千葉県浦安市に2020年にオープンした『l’atelier de nono(ラトリエ ドゥ ノノ)』は、あえてケーキではなく、焼き菓子をメインにした街のお菓子屋さんです。
その中にあるカフェで2021年7月から始まった、果物を使った「究極の」パルフェ(フランス語で「完璧な」という意味、パフェのこと)を頂いてきました。
8月のテーマは「桃」です。
パルフェは1日10食。完全予約制で、お店に伺うとまずカウンターに案内されます。
席に座って待っていると、現れたのは、シェフパティシエの野々山裕司(ののやまゆうじ)さん。
大ぶりなグラスが目の前に置かれ、「では始めさせて頂きます」とパルフェの組み立てが始まります。
フランス産の赤桃を煮た「コンポート」、赤ワインのジュレ、その上にバニラクリーム。その都度笑顔で説明をしながら、丁寧に食材を重ねていく野々山さん。
甘い香りとともに、ゆったりとした時間が流れていきます。
クリームの上には、お店の看板メニューであるバターをたっぷり使った焼き菓子「フィナンシェ」を低温で乾燥させたサクサクの生地(フィナンシェロッシェ)、そして白桃のコンポート、赤桃と白桃のソルベ(シャーベット)。
グラスの中はすでに美味しいものでいっぱいです。
さらにグラスのふちにピンクペッパーとアーモンドのメレンゲで作ったドームを乗せて、その中に赤桃のクリーム、白桃のコンポート、白桃とミントのジュレを入れていきます。
最後に飴細工のドームでフタをして、ようやく完成。
パフェというと普通は上から食べると思いますが、このパルフェは、まずメレンゲのドームをお皿に取り出すことで、上も下も真ん中も、どこからでも食べられるようになっています。
私はまずソルベから。

◆ 課題内容 ◆
桃のパルフェを紹介した文章を、一字一句変えずに全文返しなさい。

◆ 輪郭ラベリング用レコード ◆
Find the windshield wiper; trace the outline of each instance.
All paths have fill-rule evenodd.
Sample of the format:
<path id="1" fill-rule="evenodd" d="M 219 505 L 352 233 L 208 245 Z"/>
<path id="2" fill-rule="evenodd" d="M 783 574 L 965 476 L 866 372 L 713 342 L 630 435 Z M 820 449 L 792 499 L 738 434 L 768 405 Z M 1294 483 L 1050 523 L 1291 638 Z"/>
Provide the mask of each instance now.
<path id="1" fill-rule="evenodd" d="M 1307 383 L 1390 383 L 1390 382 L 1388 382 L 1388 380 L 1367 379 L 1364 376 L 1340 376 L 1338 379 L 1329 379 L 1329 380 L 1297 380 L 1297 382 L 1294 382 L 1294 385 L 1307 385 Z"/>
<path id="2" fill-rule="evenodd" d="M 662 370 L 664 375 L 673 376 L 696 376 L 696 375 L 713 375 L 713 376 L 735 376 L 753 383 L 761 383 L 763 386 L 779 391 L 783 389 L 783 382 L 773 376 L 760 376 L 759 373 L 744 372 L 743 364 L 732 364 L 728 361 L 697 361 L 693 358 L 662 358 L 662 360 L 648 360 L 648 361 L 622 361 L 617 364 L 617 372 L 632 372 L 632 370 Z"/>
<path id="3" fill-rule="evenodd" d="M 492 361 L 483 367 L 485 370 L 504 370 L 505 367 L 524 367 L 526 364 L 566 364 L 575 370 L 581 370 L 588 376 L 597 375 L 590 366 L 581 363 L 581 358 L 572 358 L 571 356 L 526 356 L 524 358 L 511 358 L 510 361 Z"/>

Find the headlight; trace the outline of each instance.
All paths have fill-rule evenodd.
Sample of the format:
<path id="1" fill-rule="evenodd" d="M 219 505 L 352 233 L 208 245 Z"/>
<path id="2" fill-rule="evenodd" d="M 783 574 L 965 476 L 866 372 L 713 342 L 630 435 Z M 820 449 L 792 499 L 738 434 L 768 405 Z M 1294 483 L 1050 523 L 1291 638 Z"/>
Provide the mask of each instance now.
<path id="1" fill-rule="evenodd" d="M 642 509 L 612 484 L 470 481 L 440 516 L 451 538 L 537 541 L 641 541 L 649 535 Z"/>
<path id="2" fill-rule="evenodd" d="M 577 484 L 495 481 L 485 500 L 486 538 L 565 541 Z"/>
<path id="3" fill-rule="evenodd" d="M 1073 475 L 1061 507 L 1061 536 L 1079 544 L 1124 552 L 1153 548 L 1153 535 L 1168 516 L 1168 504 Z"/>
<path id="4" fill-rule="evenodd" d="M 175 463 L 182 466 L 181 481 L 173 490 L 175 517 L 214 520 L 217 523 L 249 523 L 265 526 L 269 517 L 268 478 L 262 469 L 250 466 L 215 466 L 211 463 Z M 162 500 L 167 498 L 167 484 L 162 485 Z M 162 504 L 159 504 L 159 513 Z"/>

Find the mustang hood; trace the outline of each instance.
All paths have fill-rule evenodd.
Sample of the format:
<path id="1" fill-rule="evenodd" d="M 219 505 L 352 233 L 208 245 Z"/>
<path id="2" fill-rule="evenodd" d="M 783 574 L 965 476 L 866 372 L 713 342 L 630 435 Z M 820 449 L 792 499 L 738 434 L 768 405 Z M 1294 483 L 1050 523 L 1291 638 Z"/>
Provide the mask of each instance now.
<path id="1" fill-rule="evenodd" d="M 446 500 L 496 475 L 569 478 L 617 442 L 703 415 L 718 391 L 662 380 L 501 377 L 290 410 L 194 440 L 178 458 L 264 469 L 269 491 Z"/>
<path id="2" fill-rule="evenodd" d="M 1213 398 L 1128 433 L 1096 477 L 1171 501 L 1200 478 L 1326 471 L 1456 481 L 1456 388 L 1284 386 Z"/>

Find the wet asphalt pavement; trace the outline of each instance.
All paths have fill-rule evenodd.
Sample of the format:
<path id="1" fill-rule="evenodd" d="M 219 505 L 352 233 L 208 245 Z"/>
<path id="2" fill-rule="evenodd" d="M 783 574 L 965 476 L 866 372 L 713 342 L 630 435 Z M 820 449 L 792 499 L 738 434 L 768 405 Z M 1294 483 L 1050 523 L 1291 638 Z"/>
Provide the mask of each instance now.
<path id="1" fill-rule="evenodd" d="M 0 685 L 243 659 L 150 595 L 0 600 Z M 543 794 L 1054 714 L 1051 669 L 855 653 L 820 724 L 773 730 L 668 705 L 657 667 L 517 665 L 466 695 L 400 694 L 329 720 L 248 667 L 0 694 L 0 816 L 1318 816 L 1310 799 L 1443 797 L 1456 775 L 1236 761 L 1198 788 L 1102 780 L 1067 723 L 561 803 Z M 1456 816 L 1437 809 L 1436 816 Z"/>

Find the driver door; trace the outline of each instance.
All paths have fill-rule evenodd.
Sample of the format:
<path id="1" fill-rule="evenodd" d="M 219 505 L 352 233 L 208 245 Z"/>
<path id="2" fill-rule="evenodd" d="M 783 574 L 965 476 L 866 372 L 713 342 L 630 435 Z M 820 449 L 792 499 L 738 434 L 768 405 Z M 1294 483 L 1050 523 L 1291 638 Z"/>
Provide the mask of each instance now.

◆ 期待される出力 ◆
千葉県浦安市に2020年にオープンした『l’atelier de nono(ラトリエ ドゥ ノノ)』は、あえてケーキではなく、焼き菓子をメインにした街のお菓子屋さんです。
その中にあるカフェで2021年7月から始まった、果物を使った「究極の」パルフェ(フランス語で「完璧な」という意味、パフェのこと)を頂いてきました。
8月のテーマは「桃」です。
パルフェは1日10食。完全予約制で、お店に伺うとまずカウンターに案内されます。
席に座って待っていると、現れたのは、シェフパティシエの野々山裕司(ののやまゆうじ)さん。
大ぶりなグラスが目の前に置かれ、「では始めさせて頂きます」とパルフェの組み立てが始まります。
フランス産の赤桃を煮た「コンポート」、赤ワインのジュレ、その上にバニラクリーム。その都度笑顔で説明をしながら、丁寧に食材を重ねていく野々山さん。
甘い香りとともに、ゆったりとした時間が流れていきます。
クリームの上には、お店の看板メニューであるバターをたっぷり使った焼き菓子「フィナンシェ」を低温で乾燥させたサクサクの生地(フィナンシェロッシェ)、そして白桃のコンポート、赤桃と白桃のソルベ(シャーベット)。
グラスの中はすでに美味しいものでいっぱいです。
さらにグラスのふちにピンクペッパーとアーモンドのメレンゲで作ったドームを乗せて、その中に赤桃のクリーム、白桃のコンポート、白桃とミントのジュレを入れていきます。
最後に飴細工のドームでフタをして、ようやく完成。
パフェというと普通は上から食べると思いますが、このパルフェは、まずメレンゲのドームをお皿に取り出すことで、上も下も真ん中も、どこからでも食べられるようになっています。
私はまずソルベから。